(Provided text)
= = = = =
It takes significant effort to come up with good use cases, build the prompts, and advertise the bots.

So a company can get a lot of value by going after this up and coming type of "content creator".

jes5199 · 2 years ago
ChatGPT is the new iPhone. Dealing with a walled-garden app store is never a great experience, but we'll do it because that's where the users are
michaelmior · 2 years ago
> what makes you so sure OpenAI will allow you to make money at all?

They might not. But if they do, I'd imagine there are a lot of people who will try. And as long as you're not dependent on the income stream they provide, you don't have much to worry about if it gets shut off.

ilaksh · 2 years ago
Right now, zero. They didn't say when it was rolling out or what percentage they would share. It might be something like 10%. Lol.
atleastoptimal · 2 years ago
I will make a bot that makes GPTs, and a bot that makes other bots that make GPTs
colesantiago · 2 years ago
I agree.

Anyone with factual data (proprietary or not) is now an input away to AI / GPTs.

Data (or a new foundational model) is now the moat.
= = = = =
(Data section)

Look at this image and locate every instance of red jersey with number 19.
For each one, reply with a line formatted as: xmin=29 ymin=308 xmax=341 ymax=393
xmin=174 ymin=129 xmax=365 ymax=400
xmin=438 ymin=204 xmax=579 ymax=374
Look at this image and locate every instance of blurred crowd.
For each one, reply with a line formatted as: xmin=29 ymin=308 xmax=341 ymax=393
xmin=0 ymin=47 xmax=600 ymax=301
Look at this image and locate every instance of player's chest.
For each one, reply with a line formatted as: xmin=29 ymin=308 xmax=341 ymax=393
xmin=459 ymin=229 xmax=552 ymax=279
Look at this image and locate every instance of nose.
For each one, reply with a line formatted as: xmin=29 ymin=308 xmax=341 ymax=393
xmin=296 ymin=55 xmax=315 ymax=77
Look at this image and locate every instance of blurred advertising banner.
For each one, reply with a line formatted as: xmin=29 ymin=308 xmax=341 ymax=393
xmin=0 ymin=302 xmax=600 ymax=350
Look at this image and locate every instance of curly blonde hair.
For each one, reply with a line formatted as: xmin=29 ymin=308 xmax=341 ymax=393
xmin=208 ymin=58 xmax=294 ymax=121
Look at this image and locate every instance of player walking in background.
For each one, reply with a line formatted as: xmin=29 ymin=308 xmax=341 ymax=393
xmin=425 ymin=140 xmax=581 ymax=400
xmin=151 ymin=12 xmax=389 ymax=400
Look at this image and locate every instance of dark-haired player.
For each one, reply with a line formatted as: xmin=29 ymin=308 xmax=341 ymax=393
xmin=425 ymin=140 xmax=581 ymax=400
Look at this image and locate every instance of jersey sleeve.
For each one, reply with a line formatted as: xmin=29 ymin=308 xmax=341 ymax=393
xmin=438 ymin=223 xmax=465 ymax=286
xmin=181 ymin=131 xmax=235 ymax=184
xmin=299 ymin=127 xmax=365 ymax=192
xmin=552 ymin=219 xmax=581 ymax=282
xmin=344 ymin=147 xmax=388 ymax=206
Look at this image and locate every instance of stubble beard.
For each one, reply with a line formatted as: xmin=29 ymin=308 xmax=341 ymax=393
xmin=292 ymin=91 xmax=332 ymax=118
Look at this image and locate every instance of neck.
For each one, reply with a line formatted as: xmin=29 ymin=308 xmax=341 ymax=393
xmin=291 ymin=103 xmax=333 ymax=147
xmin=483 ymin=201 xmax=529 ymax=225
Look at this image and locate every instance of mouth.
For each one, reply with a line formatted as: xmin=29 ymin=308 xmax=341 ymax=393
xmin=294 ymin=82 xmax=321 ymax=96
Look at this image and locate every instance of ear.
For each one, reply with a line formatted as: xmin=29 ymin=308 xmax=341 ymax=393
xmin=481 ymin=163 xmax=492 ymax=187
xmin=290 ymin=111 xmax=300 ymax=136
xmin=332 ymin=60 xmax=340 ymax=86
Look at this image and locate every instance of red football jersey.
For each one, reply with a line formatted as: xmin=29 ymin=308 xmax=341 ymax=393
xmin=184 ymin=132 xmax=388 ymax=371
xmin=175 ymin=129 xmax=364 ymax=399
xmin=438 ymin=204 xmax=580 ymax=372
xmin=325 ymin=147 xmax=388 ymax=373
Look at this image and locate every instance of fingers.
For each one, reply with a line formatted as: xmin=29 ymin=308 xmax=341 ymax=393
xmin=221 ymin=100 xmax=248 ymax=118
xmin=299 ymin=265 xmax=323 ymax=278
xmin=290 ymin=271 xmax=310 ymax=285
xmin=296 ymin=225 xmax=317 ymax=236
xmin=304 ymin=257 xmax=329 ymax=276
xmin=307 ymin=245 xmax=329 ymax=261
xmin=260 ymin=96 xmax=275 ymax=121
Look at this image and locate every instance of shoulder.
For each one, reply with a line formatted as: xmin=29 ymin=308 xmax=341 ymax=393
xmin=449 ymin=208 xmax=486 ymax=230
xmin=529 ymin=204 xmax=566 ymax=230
= = = = =
(Exercise instructions)
**1.** Answer from the discussion thread about OpenAI's GPTs:
(a) What does jes5199 call ChatGPT?
(b) What share does ilaksh suggest the revenue split might be?
(c) According to colesantiago, what is now the moat?
**2.** Continue the discussion thread about OpenAI's GPTs from its last line.
The rows are separate material with no connection to the discussion thread.

(Task answers)
**1.**
(a) The new iPhone.
(b) Something like 10%.
(c) Data, or a new foundational model.

**2.**
j7ake · 2 years ago
Data has always been the moat no ?
altdataseller · 2 years ago
What sort of data do you think will be the most valuable to input to AI?
oezi · 2 years ago
How many people made any money from the plugins for ChatGPT?
minimaxir · 2 years ago
Plugins failing was more due to lack of visibility, which a GPT Store does solve.
avarun · 2 years ago
ChatWithPDF made a TON of money, for one.
bilsbie · 2 years ago
I’m not clear who the market is? Why someone buy one?
imdsm · 2 years ago
Imagine a "GPT" that could generate websites and provide you with a live deployment as you change it using natural language. A website builder GPT that is primed to output and design in a decent way, that has all the prep beforehand to use particular libraries, and integrations with something like Render.

People would pay for that.

Sh--... I better build it!

siva7 · 2 years ago
I'm not sure i understand?
atleastoptimal · 2 years ago
The GPT's making the most money will be made by larger companies who advertise use of it and maybe make it a funnel to their in-app integration, or GPTs which are made effective by information that is proprietary.
bbor · 2 years ago
Part of the announcement is that they'll open up an app store w/ revenue sharing of some kind. "In the coming months" or smtn
teabee89 · 2 years ago
"Example GPTs are available today for ChatGPT Plus and Enterprise users to try out including Canva and Zapier AI Actions." and yet as a paying ChatGPT Plus customer, neither the Canva nor the Zapier AI Actions link work for me, I get a "GPT inaccessible or not found" error for Canva or Zapier.
vinni2 · 2 years ago
I have the same issue, my guess is they are still rolling out.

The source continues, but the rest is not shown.